→ AIM OF THE TASK
Find "Practice step: locate the leafy bush" in the material below, then copy that line and every subsequent line to the end, exactly.

→ DATASET EXCERPTS
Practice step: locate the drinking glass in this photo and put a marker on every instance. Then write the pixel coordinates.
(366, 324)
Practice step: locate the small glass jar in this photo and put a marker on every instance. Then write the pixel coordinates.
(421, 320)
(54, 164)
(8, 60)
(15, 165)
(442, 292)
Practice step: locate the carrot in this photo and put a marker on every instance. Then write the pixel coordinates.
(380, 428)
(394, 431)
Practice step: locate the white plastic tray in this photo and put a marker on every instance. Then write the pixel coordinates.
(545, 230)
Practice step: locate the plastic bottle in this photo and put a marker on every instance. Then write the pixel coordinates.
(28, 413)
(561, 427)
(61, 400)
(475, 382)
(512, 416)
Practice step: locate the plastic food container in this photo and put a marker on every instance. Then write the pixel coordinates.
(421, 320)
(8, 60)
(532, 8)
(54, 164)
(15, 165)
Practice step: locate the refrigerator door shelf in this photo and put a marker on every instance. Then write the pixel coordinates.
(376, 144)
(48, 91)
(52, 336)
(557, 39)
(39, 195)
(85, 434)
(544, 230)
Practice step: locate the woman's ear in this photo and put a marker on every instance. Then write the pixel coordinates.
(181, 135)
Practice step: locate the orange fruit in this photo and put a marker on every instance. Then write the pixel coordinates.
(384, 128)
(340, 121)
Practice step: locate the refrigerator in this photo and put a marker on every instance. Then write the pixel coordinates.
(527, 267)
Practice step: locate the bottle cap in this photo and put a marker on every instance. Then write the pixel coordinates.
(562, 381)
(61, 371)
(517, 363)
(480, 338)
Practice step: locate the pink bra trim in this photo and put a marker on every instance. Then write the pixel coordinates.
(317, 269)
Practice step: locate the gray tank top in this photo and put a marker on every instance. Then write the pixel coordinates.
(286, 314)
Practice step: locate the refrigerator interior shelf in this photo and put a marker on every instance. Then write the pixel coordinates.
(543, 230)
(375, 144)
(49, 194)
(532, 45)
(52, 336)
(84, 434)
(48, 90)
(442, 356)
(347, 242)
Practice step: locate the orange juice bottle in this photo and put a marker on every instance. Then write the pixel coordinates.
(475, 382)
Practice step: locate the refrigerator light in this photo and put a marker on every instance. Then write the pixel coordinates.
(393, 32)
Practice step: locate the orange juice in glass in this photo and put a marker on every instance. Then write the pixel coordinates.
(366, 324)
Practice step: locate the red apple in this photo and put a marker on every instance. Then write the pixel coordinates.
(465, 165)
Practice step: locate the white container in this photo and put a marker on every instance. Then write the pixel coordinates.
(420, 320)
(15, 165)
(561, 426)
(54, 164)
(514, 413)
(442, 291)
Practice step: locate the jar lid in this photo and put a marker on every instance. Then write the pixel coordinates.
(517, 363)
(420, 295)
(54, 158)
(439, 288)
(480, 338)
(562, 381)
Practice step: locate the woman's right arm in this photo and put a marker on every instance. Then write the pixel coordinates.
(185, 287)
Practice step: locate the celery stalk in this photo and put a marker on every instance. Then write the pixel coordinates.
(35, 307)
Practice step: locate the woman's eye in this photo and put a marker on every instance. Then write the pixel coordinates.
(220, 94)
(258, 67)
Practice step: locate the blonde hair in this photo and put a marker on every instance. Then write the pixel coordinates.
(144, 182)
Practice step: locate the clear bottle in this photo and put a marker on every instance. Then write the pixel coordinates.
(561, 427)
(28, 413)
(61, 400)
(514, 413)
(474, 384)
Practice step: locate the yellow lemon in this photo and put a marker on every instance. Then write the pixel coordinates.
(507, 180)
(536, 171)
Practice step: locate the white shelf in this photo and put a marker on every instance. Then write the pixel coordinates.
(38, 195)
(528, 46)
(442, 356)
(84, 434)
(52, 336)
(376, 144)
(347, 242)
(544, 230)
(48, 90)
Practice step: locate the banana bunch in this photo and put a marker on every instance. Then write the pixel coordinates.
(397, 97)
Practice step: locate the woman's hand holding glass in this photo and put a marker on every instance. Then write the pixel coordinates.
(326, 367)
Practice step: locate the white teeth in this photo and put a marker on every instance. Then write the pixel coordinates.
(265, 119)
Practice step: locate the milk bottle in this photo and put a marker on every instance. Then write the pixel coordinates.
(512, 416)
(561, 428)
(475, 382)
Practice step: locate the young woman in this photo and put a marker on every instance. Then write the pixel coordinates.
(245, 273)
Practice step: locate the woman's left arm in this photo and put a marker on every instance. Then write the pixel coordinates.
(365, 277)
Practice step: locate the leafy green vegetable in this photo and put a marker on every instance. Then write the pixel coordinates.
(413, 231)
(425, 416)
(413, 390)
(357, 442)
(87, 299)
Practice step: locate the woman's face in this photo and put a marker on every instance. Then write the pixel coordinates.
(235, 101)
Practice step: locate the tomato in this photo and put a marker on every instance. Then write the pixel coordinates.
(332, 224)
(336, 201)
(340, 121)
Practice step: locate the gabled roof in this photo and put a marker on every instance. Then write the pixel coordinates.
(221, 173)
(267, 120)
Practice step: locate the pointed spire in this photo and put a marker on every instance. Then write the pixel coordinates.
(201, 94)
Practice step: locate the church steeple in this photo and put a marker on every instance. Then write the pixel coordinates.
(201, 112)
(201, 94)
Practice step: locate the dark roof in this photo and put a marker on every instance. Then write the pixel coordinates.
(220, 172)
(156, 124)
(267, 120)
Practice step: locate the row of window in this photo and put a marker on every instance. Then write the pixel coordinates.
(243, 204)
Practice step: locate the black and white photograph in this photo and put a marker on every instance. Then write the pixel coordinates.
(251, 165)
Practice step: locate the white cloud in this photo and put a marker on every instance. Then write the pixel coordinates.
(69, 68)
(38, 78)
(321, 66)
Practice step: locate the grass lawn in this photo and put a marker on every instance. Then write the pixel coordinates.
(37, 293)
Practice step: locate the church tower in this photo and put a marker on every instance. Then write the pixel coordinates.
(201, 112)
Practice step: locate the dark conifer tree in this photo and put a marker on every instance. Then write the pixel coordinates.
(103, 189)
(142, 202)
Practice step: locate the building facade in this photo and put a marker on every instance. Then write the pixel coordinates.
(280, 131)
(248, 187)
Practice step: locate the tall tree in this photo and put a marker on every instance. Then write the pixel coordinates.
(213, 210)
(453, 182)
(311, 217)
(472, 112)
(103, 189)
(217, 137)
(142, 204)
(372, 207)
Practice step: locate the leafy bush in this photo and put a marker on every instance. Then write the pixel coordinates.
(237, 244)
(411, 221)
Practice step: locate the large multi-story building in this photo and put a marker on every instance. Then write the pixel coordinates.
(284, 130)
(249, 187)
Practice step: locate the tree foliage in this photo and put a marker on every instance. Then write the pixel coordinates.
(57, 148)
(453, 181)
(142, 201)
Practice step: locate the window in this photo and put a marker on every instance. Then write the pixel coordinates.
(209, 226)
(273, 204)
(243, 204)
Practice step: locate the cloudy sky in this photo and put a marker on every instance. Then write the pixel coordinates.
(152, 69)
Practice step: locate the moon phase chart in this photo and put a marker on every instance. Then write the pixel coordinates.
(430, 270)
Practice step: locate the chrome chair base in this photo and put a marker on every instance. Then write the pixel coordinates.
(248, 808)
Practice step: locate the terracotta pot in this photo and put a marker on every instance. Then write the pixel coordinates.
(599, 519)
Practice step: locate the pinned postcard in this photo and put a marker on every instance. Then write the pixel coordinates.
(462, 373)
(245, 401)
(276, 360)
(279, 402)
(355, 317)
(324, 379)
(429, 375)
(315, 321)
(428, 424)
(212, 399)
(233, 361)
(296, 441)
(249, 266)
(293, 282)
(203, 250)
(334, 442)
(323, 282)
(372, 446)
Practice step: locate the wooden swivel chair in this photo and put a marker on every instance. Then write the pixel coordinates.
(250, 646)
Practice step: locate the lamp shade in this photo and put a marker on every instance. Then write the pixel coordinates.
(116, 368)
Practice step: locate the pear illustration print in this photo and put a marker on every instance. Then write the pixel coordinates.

→ RESPONSE TO THE EXERCISE
Practice step: locate the leafy bush in this photo and put a marker on every instance. Then write the pixel coordinates.
(237, 244)
(411, 221)
Practice step: locate the large multi-story building in this photo and put a marker on every instance. Then write the pixel coordinates.
(284, 130)
(249, 187)
Practice step: locate the tree foliage in this photo and put a marker on every instance. Then write the pixel coordinates.
(57, 148)
(453, 181)
(142, 201)
Practice step: locate the window in this photo and put a marker on every instance. Then write the pixel coordinates.
(209, 226)
(273, 204)
(243, 204)
Practice step: locate the cloudy sky in this photo and put a marker on every instance. Then write the pixel coordinates.
(152, 69)
Practice step: locate the moon phase chart in this photo and put a marker on every instance. Then write the pixel coordinates.
(430, 270)
Practice step: locate the chrome chair base in this photo and put a marker on every instance. Then write the pixel coordinates.
(248, 808)
Practice step: locate the terracotta pot in this photo and put a marker on every instance. Then write the pixel coordinates.
(599, 519)
Practice step: locate the pinned postcard in this photo and put a marker on every instance. Then write the pixel coordinates.
(462, 373)
(245, 401)
(276, 360)
(279, 402)
(355, 317)
(324, 379)
(429, 375)
(315, 321)
(428, 424)
(212, 399)
(233, 361)
(296, 441)
(249, 266)
(293, 282)
(203, 250)
(334, 442)
(323, 282)
(372, 446)
Practice step: locate the wooden swivel chair in this photo and put a marker on every instance. Then write the pixel coordinates.
(250, 646)
Practice step: locate the lamp shade in this photo and put a marker on every instance. Then write the pixel coordinates.
(116, 368)
Practice step: locate the pear illustration print in this photo and put a marker on every instance. Then write the pixel coordinates.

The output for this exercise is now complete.